**Brief**
Will you print the material below without altering a single character?

**Input data**

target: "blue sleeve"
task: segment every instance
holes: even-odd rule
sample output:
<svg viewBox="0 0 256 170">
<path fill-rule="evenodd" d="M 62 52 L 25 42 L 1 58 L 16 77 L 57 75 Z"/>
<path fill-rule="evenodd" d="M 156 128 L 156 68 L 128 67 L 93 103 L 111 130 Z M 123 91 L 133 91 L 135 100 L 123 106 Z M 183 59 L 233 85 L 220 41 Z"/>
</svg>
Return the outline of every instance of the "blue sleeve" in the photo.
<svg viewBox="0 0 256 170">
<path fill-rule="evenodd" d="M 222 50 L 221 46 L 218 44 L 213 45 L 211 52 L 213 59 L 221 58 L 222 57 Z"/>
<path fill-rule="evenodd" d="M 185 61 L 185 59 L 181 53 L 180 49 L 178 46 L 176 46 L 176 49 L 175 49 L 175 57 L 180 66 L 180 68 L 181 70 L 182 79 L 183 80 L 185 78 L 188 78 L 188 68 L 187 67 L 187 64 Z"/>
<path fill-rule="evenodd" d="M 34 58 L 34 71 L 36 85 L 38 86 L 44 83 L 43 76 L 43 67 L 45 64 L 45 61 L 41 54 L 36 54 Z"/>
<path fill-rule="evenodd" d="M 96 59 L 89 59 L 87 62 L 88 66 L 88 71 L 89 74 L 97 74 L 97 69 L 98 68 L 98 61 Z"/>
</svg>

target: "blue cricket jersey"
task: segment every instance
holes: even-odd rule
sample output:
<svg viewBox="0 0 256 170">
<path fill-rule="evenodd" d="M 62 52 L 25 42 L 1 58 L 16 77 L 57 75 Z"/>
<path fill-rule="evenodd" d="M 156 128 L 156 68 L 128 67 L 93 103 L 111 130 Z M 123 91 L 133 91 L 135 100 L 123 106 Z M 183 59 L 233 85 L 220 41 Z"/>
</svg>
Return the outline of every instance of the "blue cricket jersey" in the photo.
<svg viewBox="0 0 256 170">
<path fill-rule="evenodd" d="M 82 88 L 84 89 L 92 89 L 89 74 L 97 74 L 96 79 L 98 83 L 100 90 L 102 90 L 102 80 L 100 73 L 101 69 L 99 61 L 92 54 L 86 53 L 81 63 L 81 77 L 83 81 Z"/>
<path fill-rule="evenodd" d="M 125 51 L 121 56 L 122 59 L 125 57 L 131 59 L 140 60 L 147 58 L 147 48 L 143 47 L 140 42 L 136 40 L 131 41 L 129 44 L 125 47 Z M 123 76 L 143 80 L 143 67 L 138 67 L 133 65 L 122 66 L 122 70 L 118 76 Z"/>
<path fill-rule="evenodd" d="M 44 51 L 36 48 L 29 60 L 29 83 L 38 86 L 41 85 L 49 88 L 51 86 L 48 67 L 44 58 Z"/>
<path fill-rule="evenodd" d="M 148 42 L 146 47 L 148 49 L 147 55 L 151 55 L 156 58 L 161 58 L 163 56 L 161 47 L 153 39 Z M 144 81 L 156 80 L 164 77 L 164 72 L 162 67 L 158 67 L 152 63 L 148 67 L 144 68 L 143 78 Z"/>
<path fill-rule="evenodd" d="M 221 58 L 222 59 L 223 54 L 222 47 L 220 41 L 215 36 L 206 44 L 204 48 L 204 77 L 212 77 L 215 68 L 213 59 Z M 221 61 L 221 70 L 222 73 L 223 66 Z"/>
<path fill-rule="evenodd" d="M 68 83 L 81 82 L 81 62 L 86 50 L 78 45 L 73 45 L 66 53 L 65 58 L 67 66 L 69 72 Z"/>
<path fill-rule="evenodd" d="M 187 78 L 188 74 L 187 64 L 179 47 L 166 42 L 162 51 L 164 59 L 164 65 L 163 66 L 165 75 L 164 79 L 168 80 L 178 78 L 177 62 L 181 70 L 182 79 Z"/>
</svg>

**Answer in full**
target: "blue sleeve"
task: segment every instance
holes: even-odd rule
sample output:
<svg viewBox="0 0 256 170">
<path fill-rule="evenodd" d="M 62 52 L 25 42 L 1 58 L 16 77 L 57 75 Z"/>
<path fill-rule="evenodd" d="M 156 128 L 156 68 L 128 67 L 93 103 L 111 130 Z M 123 91 L 133 91 L 135 100 L 123 106 Z M 183 59 L 233 85 L 220 41 Z"/>
</svg>
Return the outline of every instance of the "blue sleeve" in the photo.
<svg viewBox="0 0 256 170">
<path fill-rule="evenodd" d="M 222 50 L 221 46 L 218 44 L 213 45 L 211 52 L 213 59 L 221 58 L 222 57 Z"/>
<path fill-rule="evenodd" d="M 185 61 L 185 59 L 181 53 L 180 49 L 178 46 L 176 46 L 176 49 L 175 49 L 175 57 L 180 66 L 180 68 L 181 70 L 182 79 L 183 80 L 185 78 L 188 78 L 188 68 L 187 67 L 187 64 Z"/>
<path fill-rule="evenodd" d="M 34 58 L 34 71 L 36 85 L 38 86 L 44 83 L 43 76 L 43 67 L 45 64 L 45 61 L 41 54 L 36 54 Z"/>
<path fill-rule="evenodd" d="M 96 59 L 89 59 L 87 62 L 88 66 L 88 71 L 89 74 L 97 74 L 97 69 L 98 68 L 98 61 Z"/>
</svg>

target: "blue cricket jersey"
task: segment every instance
holes: even-odd rule
sample output:
<svg viewBox="0 0 256 170">
<path fill-rule="evenodd" d="M 62 52 L 25 42 L 1 58 L 16 77 L 57 75 Z"/>
<path fill-rule="evenodd" d="M 156 128 L 156 68 L 128 67 L 93 103 L 111 130 Z M 123 91 L 133 91 L 135 100 L 123 106 Z M 183 59 L 233 85 L 220 41 Z"/>
</svg>
Return the outline of every instance of the "blue cricket jersey" in the photo.
<svg viewBox="0 0 256 170">
<path fill-rule="evenodd" d="M 82 88 L 84 89 L 92 89 L 89 74 L 97 74 L 96 79 L 98 83 L 100 90 L 102 90 L 102 80 L 100 73 L 101 69 L 99 61 L 92 54 L 86 53 L 81 63 L 81 77 L 83 81 Z"/>
<path fill-rule="evenodd" d="M 125 51 L 121 56 L 122 59 L 125 57 L 131 59 L 140 60 L 147 58 L 147 48 L 143 47 L 140 42 L 136 40 L 131 41 L 129 44 L 125 47 Z M 123 76 L 143 80 L 143 67 L 138 67 L 133 65 L 122 66 L 122 70 L 118 76 Z"/>
<path fill-rule="evenodd" d="M 44 51 L 36 48 L 29 60 L 29 83 L 38 86 L 41 85 L 49 88 L 51 86 L 48 67 L 44 58 Z"/>
<path fill-rule="evenodd" d="M 148 42 L 146 47 L 148 49 L 147 55 L 151 55 L 156 58 L 161 58 L 163 56 L 161 47 L 153 39 Z M 144 81 L 156 80 L 164 77 L 164 72 L 162 67 L 158 67 L 152 63 L 148 67 L 144 68 L 143 78 Z"/>
<path fill-rule="evenodd" d="M 221 58 L 222 59 L 223 54 L 222 47 L 220 41 L 215 36 L 206 44 L 204 48 L 204 77 L 212 77 L 215 68 L 213 59 Z M 221 61 L 221 70 L 222 73 L 223 66 Z"/>
<path fill-rule="evenodd" d="M 68 83 L 81 82 L 81 62 L 86 50 L 78 45 L 73 45 L 66 53 L 65 58 L 67 66 L 69 72 Z"/>
<path fill-rule="evenodd" d="M 187 78 L 188 74 L 187 64 L 179 47 L 166 42 L 162 51 L 164 59 L 164 65 L 163 66 L 165 75 L 164 79 L 168 80 L 178 78 L 177 62 L 181 70 L 182 79 Z"/>
</svg>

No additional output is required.